● **About this exercise**
In this exercise, return each entry exactly as given.

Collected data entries

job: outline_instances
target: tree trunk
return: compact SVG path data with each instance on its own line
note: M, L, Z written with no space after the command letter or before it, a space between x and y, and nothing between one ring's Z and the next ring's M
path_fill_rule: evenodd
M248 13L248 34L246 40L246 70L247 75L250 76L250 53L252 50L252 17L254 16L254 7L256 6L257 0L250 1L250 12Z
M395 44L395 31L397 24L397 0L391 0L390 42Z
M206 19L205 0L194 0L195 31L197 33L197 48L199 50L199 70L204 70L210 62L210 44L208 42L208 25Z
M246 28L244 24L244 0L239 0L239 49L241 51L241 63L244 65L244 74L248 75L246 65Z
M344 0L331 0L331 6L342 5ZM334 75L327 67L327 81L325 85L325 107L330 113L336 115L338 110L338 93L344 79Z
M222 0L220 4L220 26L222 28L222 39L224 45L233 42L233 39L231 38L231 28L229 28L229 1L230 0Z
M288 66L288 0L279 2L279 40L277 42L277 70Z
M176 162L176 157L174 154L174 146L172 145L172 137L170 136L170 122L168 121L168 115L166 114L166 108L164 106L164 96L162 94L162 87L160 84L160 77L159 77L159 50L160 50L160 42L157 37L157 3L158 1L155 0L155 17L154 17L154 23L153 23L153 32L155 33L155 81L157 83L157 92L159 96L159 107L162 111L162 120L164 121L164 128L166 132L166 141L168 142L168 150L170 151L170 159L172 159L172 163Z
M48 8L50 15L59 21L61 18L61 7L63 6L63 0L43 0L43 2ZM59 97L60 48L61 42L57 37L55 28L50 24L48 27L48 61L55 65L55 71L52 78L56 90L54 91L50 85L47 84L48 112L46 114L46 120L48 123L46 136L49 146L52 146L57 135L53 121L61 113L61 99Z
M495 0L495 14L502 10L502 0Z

● **Task response**
job: outline_instances
target: tree trunk
return: compact SVG path data with each instance on its own line
note: M, L, Z written with no space after the command letter or before it, a space between x and y, and nothing between one ring's Z and the next ring's M
path_fill_rule: evenodd
M248 13L248 34L246 40L246 70L247 75L250 76L250 53L252 50L252 17L254 16L254 7L256 6L257 0L250 1L250 12Z
M395 44L395 31L397 24L397 0L391 0L390 42Z
M206 19L205 0L194 0L195 31L197 33L197 48L199 50L199 70L204 70L210 62L210 44L208 42L208 25Z
M246 28L244 24L244 0L239 0L239 49L241 51L241 63L244 65L244 74L248 75L246 65Z
M344 0L331 0L331 6L342 5ZM334 75L327 67L327 81L325 85L325 107L330 113L336 115L338 110L338 93L344 79Z
M222 0L220 4L220 26L222 28L222 39L224 45L233 42L233 39L231 38L231 28L229 28L229 1L230 0Z
M288 66L288 0L279 2L279 40L277 42L277 70Z
M176 162L176 157L174 154L174 146L172 145L172 137L170 136L170 122L168 121L168 115L166 114L166 108L164 106L164 96L162 94L162 87L160 84L160 77L159 77L159 50L160 50L160 42L157 37L157 3L158 1L155 0L155 17L154 17L154 23L153 23L153 32L155 33L155 81L157 83L157 92L159 96L159 107L162 111L162 120L164 121L164 128L166 132L166 141L168 142L168 150L170 151L170 159L172 159L172 163Z
M48 8L50 15L59 21L61 18L61 7L63 6L63 0L43 0L43 2ZM59 97L60 48L61 42L57 37L55 28L50 24L48 27L48 61L55 65L55 71L52 78L56 90L54 91L50 85L47 84L48 112L46 114L46 120L48 123L46 136L49 146L52 146L57 135L53 121L61 113L61 99Z
M495 0L495 14L502 10L502 0Z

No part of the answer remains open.